Adidas, the sports company, is undergoing a major leadership change, according to a WSJ article, The CEO Who Gave 60,000 Employees His Cellphone Number.
Reading the story got me thinking in three different directions. One was a reminder of my unboss theory which I first wrote about a decade ago, The "Unboss" Leader
Another direction was how my running track (late 1950s) influenced me and my leadership. And, finally, Adidas' comeback efforts had me reminiscing about a similar challenge I and others faced in a very different business sector, a research university.
You'll have to judge how well I inter-relate these three streams of thought below!
First a word about Adidas. When I was running track, their shoes were coveted by every serious runner. In high school, it was my running career that kept me off the street corner, hangin' in my jeans with the drop-outs with a pack of Lucky Strikes rolled up in my T-shirt sleeve.
And, I still remember a YA track team novel: Howard M. Brier's Cinder Cyclone published in 1952.
Back in the era of cinder tracks, Nike was unheard of (Nike's swoosh first appeared in 1971.)
Puma was around and offered good competition but Adidas was the king-of-the-hill in international sports wear.
I must not forget basketball's Converse (1917) - my lowcut cross country running shoes were by Converse - but for the international look (depicted), Adidas was the best.

■ ■ ■

PROBLEM 1 ▸ Collect every line in the rows below that contains the string "ship".

ENTRIES SUPPLIED ▸
■ ■ ■

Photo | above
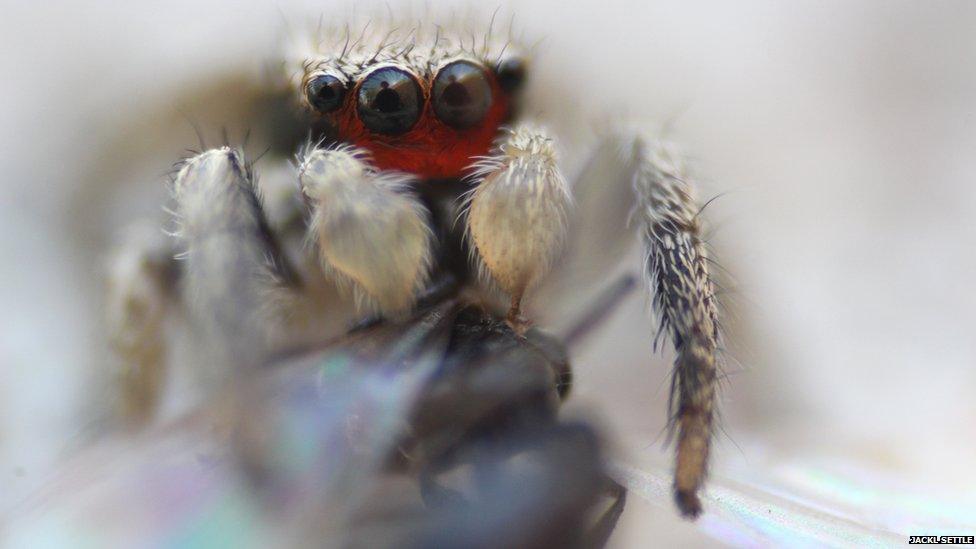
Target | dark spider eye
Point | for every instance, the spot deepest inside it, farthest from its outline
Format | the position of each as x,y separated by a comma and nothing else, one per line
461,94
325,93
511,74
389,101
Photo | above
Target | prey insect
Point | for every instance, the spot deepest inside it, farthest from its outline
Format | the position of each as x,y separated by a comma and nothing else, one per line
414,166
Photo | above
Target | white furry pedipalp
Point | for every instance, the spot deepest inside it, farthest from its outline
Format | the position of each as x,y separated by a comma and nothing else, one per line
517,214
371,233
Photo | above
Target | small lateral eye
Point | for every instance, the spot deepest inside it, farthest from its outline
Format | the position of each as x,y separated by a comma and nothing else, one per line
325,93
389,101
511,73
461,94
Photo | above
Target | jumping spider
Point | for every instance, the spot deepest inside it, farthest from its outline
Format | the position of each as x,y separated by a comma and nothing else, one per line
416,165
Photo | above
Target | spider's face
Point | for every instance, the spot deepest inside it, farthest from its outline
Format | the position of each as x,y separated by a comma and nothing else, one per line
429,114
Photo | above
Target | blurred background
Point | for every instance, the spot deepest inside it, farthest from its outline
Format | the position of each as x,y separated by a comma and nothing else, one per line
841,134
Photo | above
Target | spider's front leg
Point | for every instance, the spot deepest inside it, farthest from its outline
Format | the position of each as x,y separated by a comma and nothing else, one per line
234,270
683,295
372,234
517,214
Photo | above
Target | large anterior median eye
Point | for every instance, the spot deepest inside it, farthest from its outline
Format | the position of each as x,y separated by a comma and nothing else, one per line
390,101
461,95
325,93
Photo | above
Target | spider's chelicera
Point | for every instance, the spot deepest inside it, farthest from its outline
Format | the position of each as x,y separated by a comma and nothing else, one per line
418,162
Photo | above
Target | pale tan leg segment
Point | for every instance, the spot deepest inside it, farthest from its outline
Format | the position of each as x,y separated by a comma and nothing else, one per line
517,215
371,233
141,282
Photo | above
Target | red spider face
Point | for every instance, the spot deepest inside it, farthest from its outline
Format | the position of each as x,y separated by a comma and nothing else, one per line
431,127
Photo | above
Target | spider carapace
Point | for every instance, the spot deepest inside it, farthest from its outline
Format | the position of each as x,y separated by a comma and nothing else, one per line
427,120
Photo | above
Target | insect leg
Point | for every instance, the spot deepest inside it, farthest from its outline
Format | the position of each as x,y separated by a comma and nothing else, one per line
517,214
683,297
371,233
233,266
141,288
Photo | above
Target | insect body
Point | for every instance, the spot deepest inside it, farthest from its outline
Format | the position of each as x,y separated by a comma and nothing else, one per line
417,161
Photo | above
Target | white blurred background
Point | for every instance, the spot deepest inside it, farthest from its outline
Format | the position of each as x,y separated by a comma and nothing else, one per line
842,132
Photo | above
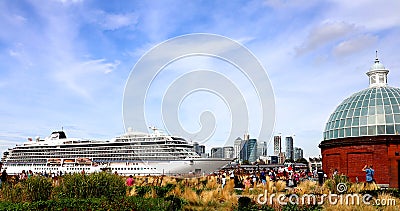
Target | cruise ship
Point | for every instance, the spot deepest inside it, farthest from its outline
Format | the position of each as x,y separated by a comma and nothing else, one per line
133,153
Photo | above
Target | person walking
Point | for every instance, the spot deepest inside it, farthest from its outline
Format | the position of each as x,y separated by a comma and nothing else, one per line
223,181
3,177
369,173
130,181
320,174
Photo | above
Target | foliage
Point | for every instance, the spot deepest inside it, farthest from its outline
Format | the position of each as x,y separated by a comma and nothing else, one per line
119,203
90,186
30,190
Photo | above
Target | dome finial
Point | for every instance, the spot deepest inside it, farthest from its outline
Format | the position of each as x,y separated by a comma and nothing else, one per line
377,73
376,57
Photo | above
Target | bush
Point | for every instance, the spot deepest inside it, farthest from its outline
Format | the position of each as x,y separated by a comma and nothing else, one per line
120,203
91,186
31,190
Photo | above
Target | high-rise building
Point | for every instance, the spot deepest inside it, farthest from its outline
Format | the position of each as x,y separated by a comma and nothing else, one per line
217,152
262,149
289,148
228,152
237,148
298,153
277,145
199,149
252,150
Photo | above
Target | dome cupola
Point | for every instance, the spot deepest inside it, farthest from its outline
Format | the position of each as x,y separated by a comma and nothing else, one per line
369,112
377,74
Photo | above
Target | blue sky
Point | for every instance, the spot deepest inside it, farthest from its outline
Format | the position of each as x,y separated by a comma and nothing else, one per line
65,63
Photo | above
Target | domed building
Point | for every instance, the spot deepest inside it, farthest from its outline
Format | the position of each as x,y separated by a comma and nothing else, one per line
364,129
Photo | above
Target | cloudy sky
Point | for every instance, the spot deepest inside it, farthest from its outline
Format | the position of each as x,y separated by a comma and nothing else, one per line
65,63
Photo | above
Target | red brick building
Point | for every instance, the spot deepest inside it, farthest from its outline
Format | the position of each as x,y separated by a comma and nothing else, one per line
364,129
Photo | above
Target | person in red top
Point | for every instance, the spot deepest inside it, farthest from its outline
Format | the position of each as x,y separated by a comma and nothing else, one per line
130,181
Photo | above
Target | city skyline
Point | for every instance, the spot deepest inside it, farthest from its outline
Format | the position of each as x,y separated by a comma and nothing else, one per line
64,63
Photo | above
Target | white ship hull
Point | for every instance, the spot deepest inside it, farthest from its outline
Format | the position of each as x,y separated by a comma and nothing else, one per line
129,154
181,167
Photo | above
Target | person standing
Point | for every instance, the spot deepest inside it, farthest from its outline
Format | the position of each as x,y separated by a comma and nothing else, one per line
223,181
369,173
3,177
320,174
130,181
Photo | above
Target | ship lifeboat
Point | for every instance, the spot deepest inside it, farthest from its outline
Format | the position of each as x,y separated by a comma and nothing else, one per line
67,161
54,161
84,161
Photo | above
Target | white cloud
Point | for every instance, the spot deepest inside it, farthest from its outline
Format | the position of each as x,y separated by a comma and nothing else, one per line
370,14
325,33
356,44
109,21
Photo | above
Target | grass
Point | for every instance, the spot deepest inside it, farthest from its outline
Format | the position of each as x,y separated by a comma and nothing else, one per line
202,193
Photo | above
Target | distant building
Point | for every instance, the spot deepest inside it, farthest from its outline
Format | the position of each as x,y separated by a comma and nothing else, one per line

■ ■ ■

PROBLEM 2 ▸ Continue the piece about Adidas and running track, starting after its last sentence.

FINAL ANSWER 1 ▸
Target | cruise ship
Target | white ship hull
Target | ship lifeboat

FINAL ANSWER 2 ▸
Since Nike's dominance, Adidas hasn't been in the winner's circle. Hardly a failure, but just no longer envied as the premier running shoe company. In the final quarter of 2022 Adidas lost a sobering $794 million.
For me, Adidas' new leader, Bjorn Gulden, is a practicing unboss, "pushing Adidas staff to break rules and ignore consultants."
He sounds pretty unbossy to me.
Why do I say that? Here are a few clues:
Gulden volunteered corporate financial data to all 60,000 employees and even gave out his cellphone number.
His challenge, he said, was "to wake up the people who didn't understand we were losing."
It reminds me of my first collaboration with an unboss type leader.
It was at a university with an identical problem to what Gulden found at Adidas: "there was a culture of finding reasons not to do things."
IOW, resting on our laurels, real or imagined.
Gulden began the reform at Adidas by sidelining the consultants; their advice was superfluous and out of touch.
We did something similar by replacing the "specialists" with a generalist.
Gulden wants the current staff to innovate and forecast the trends and to respond to them. IOW, free up the expertise and experience of the current staff by not relying on experts.
As my boss at the university and I soon found out, there was resistance - not all of the current staff were ready to jump in and offer ideas and make decisions. They'd been conditioned over time not to do that.
But, those that were - after being "freed up" - helped get the business out of its smug fantasy that it was the best.
Those brave few - under the unboss's leadership - set it on a path to becoming the most productive organization among its peers.
Gulden, after sharing his phone number, initially heard about 200 times per week from staff, all with ideas on how to improve.
He also scrapped an evaluation system based on key performance indicators for judging managers. My university boss and I too gave up on a long-winded formal evaluation system requiring multiple signatures and reinvested all that saved time (thousands of hours) into doing real work.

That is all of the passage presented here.